Texte fourni
« Le café n’est pas bon aujourd’hui dans cette machine », « Je crois qu’il va pleuvoir » « Vous me suivez ?» et autres locutions inutiles sont pourtant essentielles à notre équilibre dans l’entreprise. C’est l’un des rôles nouveaux du manager que de savoir les maintenir alors que nous nous digitalisons de plus en plus.

 

La disparition des conversations inutiles est programmée

Les gains de productivité considérables et recherchés en continu, les attentes de résultats, les horaires chargés, le déluge de mails et autres communications digitalisées sur nos horaires et nos occupations, les échanges professionnels purement fonctionnels, sont autant de causes à notre infobésité et à notre manque chronique de temps même pour aller à la machine à café. Ils diminuent aussi notre attention aux autres puisque nous sommes absorbés par nos écrans comme dans une bulle qui fait de nous des zombies jusque dans la rue. Ils sont enfin et surtout la cause de la disparition de ces moments de vie que sont les échanges simplement humains, sans raison d’être sauf que d’exprimer à l’autre qu’on a vu qu’il était là et qu’on ne faisait pas comme s’il n’existait pas. Mieux, qu’on le respecte et qu’on lui parle comme à un être humain, fût-il collègue ou simple inconnu dans l’ascenseur. La digitalisation effrénée des rapports humains n’est pas neutre, elle nous isole au moins autant qu’elle nous connecte.

Les réseaux sociaux permettent de ré-humaniser en partie notre sur-digitalisation

La conversation phatique a été réintroduite dans la communication sur les réseaux sociaux et autres expressions écrites digitales. Ce n’est pas suffisant mais ce n’est pas négligeable. La version la plus courte de l’expression phatique est l’émoticon, petit objet textuel transportant avec lui sa charge d’émotion cherchant à compenser ce qui pourrait passer pour un message trop sec ou trop autoritaire. Plus sophistiqués sont le dessin, le lien vers une vidéo censée délasser et faire sourire. De fait une très grande partie, peut être 80%, des conversations sur les réseaux sociaux externes sont phatiques, il n’y a qu’à regarder Facebook ou Twitter. Sont-elles inutiles pour autant ? Certainement pas, elles permettent de maintenir des liens, souvent ténus certes, mais que l’on peut solidifier si on le désire et surtout qui ont le mérite d’être maintenus en continu. Mieux elles « qualifient » celui qui les émet au rang d’humain (le test de Turing ne sera peut être vraiment probant que quand la machine saura à bon escient devenir phatique).

Extraits de données
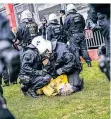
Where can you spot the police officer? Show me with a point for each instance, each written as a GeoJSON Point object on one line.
{"type": "Point", "coordinates": [103, 14]}
{"type": "Point", "coordinates": [27, 30]}
{"type": "Point", "coordinates": [31, 76]}
{"type": "Point", "coordinates": [91, 22]}
{"type": "Point", "coordinates": [60, 61]}
{"type": "Point", "coordinates": [54, 29]}
{"type": "Point", "coordinates": [5, 75]}
{"type": "Point", "coordinates": [8, 57]}
{"type": "Point", "coordinates": [42, 30]}
{"type": "Point", "coordinates": [74, 27]}
{"type": "Point", "coordinates": [62, 17]}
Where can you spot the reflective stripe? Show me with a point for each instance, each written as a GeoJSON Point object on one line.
{"type": "Point", "coordinates": [93, 39]}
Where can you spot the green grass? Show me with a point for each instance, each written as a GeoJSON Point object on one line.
{"type": "Point", "coordinates": [92, 103]}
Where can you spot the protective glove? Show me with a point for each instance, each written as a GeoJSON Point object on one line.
{"type": "Point", "coordinates": [59, 71]}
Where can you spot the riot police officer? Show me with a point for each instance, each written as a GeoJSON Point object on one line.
{"type": "Point", "coordinates": [8, 57]}
{"type": "Point", "coordinates": [103, 14]}
{"type": "Point", "coordinates": [42, 29]}
{"type": "Point", "coordinates": [31, 76]}
{"type": "Point", "coordinates": [54, 29]}
{"type": "Point", "coordinates": [74, 27]}
{"type": "Point", "coordinates": [27, 30]}
{"type": "Point", "coordinates": [91, 21]}
{"type": "Point", "coordinates": [60, 61]}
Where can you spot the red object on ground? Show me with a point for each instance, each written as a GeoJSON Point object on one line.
{"type": "Point", "coordinates": [11, 16]}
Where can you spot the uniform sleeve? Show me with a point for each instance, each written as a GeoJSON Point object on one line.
{"type": "Point", "coordinates": [83, 21]}
{"type": "Point", "coordinates": [27, 63]}
{"type": "Point", "coordinates": [90, 24]}
{"type": "Point", "coordinates": [48, 33]}
{"type": "Point", "coordinates": [66, 26]}
{"type": "Point", "coordinates": [19, 34]}
{"type": "Point", "coordinates": [36, 29]}
{"type": "Point", "coordinates": [69, 62]}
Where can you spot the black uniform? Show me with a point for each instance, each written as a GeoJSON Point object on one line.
{"type": "Point", "coordinates": [63, 61]}
{"type": "Point", "coordinates": [55, 32]}
{"type": "Point", "coordinates": [91, 22]}
{"type": "Point", "coordinates": [26, 32]}
{"type": "Point", "coordinates": [103, 14]}
{"type": "Point", "coordinates": [74, 27]}
{"type": "Point", "coordinates": [6, 36]}
{"type": "Point", "coordinates": [30, 74]}
{"type": "Point", "coordinates": [42, 30]}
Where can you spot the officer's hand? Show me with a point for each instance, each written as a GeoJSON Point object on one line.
{"type": "Point", "coordinates": [59, 71]}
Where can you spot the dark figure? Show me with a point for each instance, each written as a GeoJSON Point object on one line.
{"type": "Point", "coordinates": [61, 61]}
{"type": "Point", "coordinates": [103, 14]}
{"type": "Point", "coordinates": [31, 73]}
{"type": "Point", "coordinates": [62, 17]}
{"type": "Point", "coordinates": [27, 29]}
{"type": "Point", "coordinates": [55, 30]}
{"type": "Point", "coordinates": [42, 30]}
{"type": "Point", "coordinates": [8, 57]}
{"type": "Point", "coordinates": [74, 28]}
{"type": "Point", "coordinates": [91, 22]}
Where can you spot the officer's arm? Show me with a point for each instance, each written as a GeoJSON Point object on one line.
{"type": "Point", "coordinates": [27, 63]}
{"type": "Point", "coordinates": [66, 26]}
{"type": "Point", "coordinates": [83, 21]}
{"type": "Point", "coordinates": [19, 34]}
{"type": "Point", "coordinates": [48, 33]}
{"type": "Point", "coordinates": [36, 29]}
{"type": "Point", "coordinates": [69, 62]}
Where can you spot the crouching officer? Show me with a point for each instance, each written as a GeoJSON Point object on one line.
{"type": "Point", "coordinates": [60, 61]}
{"type": "Point", "coordinates": [27, 30]}
{"type": "Point", "coordinates": [54, 30]}
{"type": "Point", "coordinates": [31, 75]}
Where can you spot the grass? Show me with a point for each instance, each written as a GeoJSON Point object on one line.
{"type": "Point", "coordinates": [91, 103]}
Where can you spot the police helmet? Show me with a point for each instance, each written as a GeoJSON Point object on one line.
{"type": "Point", "coordinates": [43, 46]}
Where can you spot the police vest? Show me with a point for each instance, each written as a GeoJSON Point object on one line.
{"type": "Point", "coordinates": [32, 27]}
{"type": "Point", "coordinates": [57, 32]}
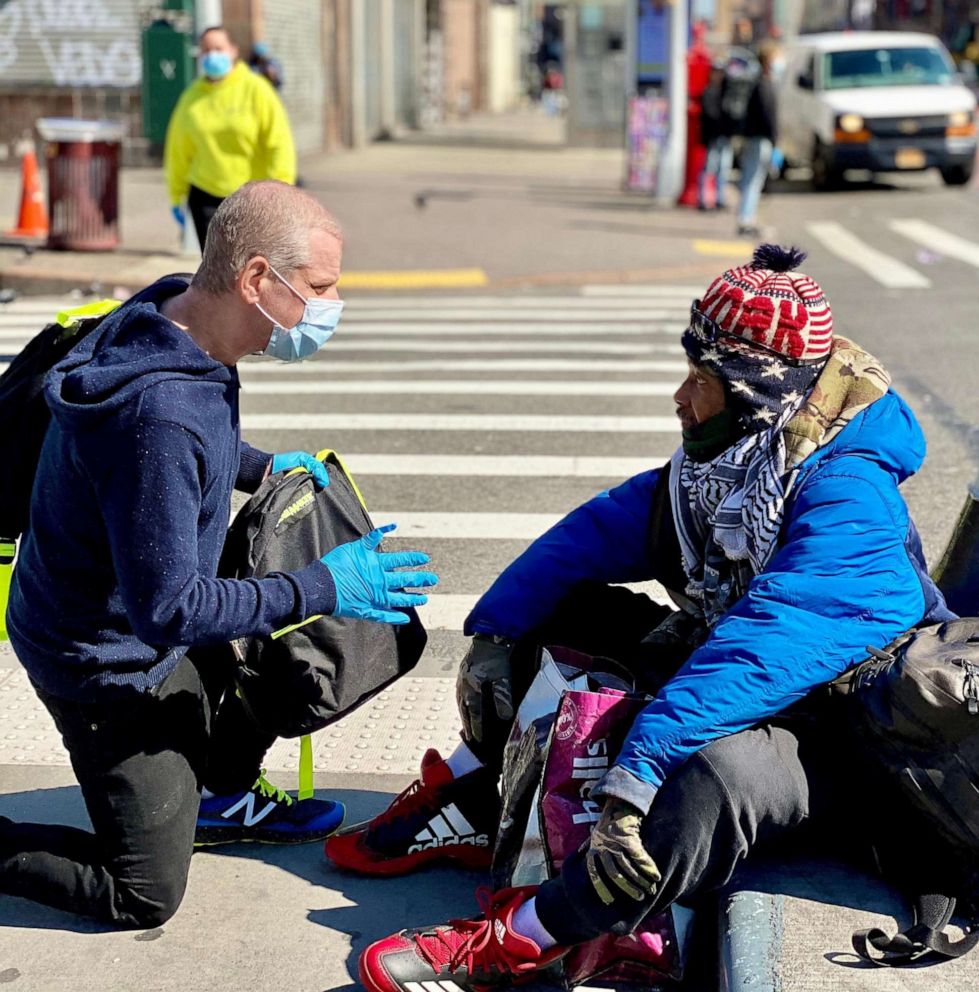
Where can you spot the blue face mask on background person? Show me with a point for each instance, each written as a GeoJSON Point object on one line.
{"type": "Point", "coordinates": [314, 329]}
{"type": "Point", "coordinates": [216, 65]}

Exercices à réaliser
a – Selon le texte sur la conversation phatique, pourquoi les conversations phatiques des réseaux sociaux ne sont-elles pas inutiles ? Répondez en une à trois phrases.
b – Relevez toutes les causes de l'infobésité et du manque chronique de temps que cite le texte sur la conversation phatique.
c – Poursuivez le texte sur la conversation phatique après sa dernière phrase.
Les enregistrements ne sont pas nécessaires ici.

Réponses par exercice
a – Elles maintiennent en continu des liens, souvent ténus, que l'on peut solidifier si on le désire. Elles qualifient aussi celui qui les émet au rang d'humain.

b –
- les gains de productivité considérables et recherchés en continu
- les attentes de résultats
- les horaires chargés
- le déluge de mails et autres communications digitalisées sur nos horaires et nos occupations
- les échanges professionnels purement fonctionnels

c –
Certes, on peut imaginer que les réseaux sociaux d’entreprise devraient échapper à cette règle puisqu’ils sont censés être professionnels, donc « sérieux » ; les conversations se devraient d’y être utiles, avec un objet, un contenu, un message nécessairement pertinent. Mais est-ce bien vrai ? S’il n’est pas imaginable que les conversations y soient à 80% phatiques cela doit-il être 0 % ? Les billets sur les forums et réseaux internes doivent-ils être nécessairement secs comme des demandes d’information du fisc ? Si vous en faites une règle, ne vous étonnez pas que vos forums soient aussi vides qu’une plage de la mer du Nord sous la pluie en hiver.

La curation a besoin de l’inutile

L’échange d’information est au cœur de nos échanges transversaux. C’est peut-être (là) la révolution principale du digital : permettre à chacun d’accéder à des informations pertinentes et d’en diffuser sans avoir à parcourir tout Internet ou toute la bibliothèque du Vatican. Mais la curation est une action froide si elle manque à la fois de commentaire (si je transmets une information, un lien, il faut que je dise pourquoi je la considère comme importante pour mes suiveurs ou collaborateurs) et de contenus phatiques qui peuvent être un trait d’humour, un émoticon, un « private joke » en clin d’œil. Nous savons tous qu’une information transmise avec un contenu phatique sera mieux reçue et mieux utilisée.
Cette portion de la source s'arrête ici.